Selected passage -

Hot child in the city

My best friend Angela from childhood is now a model/actress/event marketer, but growing up she was a lanky freckled girl who snort laughed. She still does the latter when I get her going tho. We were always an odd pair, a foot apart in height and inseparable. Teachers called us Tweedledee and Tweedledum. Anyway, let me move on to a different memory when we were both living in the City many years later and Angela invited me to a poker party fund raiser for Lance Armstrong that was near my place. An agency was requesting models attend and Angela didn't want to head their alone. Raphael was away in Rome (we were still pretty new at this point) and Angela sweetened the deal more so by saying there would be free food (starving twenty-something in NY and all that) and I was also hoping to score a yellow wristband.

I tried to model it up in a slinky black dress and put on my super high heels, which still left me shorter than the rest of the girls there. Inside were a ton of older men and a handful of models that Angela didn’t know who were glued to the corner and not mingling, which I assumed was the whole point of their being there in the first place. An organizer pretty much confirmed this after making a speech thanking so and so for the sponsored alcohol, and yada yada for the poker prizes and then thanked the modeling agency for, and I quote, “donating the girls.” Ew! We were being offered up along with the liquor. I was insulted even though I wasn’t technically one of “the girls” in question, but they all assumed I was and I was insulted for Angela too.

The men, who were significantly older, were all in the oil business and one money hungry looking model made use of this and was doing more than mingling. After a search for wristbands proved to be for naught, we immediately headed to the bar and then to the buffet. The girls in the corner were already eight to a four person booth, so I thought I’d at least do the model part and talk to some of the men, couldn’t hurt to be nice, right? Plus, how often can I pretend to be a model?

Dataset records -
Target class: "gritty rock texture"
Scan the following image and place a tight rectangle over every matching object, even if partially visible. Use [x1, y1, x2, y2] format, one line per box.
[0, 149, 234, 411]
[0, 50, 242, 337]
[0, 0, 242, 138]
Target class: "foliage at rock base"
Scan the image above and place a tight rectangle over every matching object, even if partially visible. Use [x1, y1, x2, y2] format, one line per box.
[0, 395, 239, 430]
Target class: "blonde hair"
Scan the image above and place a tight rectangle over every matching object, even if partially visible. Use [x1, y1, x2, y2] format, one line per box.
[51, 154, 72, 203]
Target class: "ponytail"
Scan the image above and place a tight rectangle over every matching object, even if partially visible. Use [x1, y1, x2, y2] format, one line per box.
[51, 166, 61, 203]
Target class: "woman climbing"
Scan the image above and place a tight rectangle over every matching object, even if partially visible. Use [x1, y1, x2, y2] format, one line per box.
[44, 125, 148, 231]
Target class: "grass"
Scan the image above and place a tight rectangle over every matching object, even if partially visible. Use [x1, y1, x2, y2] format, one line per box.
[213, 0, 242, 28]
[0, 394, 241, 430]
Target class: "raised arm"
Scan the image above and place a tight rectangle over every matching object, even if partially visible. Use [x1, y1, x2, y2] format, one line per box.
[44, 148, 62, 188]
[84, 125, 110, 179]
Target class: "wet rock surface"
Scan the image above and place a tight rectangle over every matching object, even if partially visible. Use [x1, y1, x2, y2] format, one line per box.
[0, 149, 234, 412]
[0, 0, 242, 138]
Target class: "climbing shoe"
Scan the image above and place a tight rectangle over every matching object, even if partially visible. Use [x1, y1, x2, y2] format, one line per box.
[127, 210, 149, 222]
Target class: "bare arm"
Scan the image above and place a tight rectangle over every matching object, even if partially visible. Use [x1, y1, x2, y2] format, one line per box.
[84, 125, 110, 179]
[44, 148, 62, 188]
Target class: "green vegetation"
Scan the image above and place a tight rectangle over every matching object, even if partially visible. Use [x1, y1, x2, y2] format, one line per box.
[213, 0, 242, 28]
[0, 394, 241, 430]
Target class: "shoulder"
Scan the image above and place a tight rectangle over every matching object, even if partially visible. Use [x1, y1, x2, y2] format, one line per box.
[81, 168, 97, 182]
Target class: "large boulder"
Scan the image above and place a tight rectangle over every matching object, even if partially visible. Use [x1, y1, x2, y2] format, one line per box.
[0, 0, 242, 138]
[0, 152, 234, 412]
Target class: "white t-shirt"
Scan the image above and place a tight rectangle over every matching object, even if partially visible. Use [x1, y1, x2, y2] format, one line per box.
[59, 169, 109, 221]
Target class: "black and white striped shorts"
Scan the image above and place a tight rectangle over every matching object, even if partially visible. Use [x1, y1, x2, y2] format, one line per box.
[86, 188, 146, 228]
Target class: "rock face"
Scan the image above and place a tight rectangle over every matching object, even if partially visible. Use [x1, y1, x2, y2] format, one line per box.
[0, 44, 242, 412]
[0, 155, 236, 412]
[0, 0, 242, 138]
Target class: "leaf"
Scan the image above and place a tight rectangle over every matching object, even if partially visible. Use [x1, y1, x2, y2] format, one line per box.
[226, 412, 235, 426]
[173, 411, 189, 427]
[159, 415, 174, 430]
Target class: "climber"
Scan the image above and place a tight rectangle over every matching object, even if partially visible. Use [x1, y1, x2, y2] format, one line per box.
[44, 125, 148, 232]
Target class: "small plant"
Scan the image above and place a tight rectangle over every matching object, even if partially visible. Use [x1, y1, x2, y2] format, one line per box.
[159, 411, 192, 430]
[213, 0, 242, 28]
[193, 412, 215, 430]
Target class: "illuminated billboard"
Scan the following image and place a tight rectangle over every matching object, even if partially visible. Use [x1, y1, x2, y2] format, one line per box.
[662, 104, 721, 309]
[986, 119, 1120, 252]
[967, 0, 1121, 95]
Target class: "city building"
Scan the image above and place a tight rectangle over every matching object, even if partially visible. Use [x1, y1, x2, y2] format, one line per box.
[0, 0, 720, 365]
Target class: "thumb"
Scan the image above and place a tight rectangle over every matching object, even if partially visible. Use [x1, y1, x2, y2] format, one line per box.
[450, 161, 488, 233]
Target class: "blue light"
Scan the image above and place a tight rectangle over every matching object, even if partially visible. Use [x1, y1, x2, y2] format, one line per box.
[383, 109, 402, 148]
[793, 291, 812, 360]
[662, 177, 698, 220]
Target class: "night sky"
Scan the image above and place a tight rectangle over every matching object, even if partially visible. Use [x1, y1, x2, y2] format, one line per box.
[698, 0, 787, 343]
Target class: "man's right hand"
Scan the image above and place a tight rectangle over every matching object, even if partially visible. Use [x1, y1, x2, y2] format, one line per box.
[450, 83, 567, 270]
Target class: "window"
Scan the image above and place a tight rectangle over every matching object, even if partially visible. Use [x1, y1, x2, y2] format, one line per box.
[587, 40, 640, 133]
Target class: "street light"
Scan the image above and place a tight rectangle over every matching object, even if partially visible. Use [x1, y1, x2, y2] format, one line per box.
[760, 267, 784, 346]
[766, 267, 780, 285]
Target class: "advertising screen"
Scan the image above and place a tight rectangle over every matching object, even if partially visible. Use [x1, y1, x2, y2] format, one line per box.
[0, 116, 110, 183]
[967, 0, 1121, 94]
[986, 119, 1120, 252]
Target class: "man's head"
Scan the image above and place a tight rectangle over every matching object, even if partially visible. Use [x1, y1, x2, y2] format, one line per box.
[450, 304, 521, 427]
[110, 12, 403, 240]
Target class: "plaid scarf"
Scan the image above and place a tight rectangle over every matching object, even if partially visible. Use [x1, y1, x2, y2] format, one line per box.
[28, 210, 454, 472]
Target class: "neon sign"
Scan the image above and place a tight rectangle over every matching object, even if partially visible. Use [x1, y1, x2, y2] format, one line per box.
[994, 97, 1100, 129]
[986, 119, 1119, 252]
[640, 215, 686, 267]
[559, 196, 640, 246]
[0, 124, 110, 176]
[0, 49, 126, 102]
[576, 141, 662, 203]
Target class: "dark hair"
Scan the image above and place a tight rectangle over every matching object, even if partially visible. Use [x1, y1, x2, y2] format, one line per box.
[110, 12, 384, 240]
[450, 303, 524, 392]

Written exercise A - List the occupations the passage about the poker party fund raiser gives for Angela at present.
Written exercise B - Resume the passage about the poker party fund raiser from the point where it stops.
The records are separate material and are not part of the passage about the poker party fund raiser.

Exercise answer A - model, actress, event marketer

Exercise answer B -
I approached what I figured was the most harmless and older man of the bunch and asked if we could join him at his table. The guy ended up being super sweet and we were talking away, he was interested in the fact that I was in PR and how both Angela and I have our Masters of Arts degrees etc. I remember him saying he could see me being pretty intimidating to guys my age, in fact he said “you eat men up.” I’m not sure I agree with that but it sounded kind of powerful on my part. After awhile, it was clear he was a little sweet on me, despite having a son near my age and it didn’t help that Angela kept making jokes to this effect. I’m sure I gave her a few bruises under the table. Although she also admitted she was having fun chatting and it was fun seeing the girls in the corner staring at us.

A couple of glasses of red wine later I’m sitting next to this guy in the poker competition “for luck,” and am the only non-model acting like one, lol. Even the model looking for a sugar daddy had retreated back to the corner. I made the guy look like a hero to all his friends as I cheered him on. He ended up losing, but took us both out for some fries at a nearby dinner afterwards and then we said goodbye. Told you he was the harmless one of the group. Anyway, so that was my night of pretending to be a hired floozy, not to say that models are or anything, but under those circumstances...a spade is a spade.


  1. I love this! I would have done the same thing, except I might have slept with someone. Hello! Money!

    I mean if those models are going to be whores, they should whore all the way, you know?

    durante vita

  2. Good to be model-like! Heck, at all those parties you know everyone is striking a pose and pouting and I can be guilty too!

  3. sounds way fun. kind of like an opportunity at a secret identity. i need to get something like that going on for me!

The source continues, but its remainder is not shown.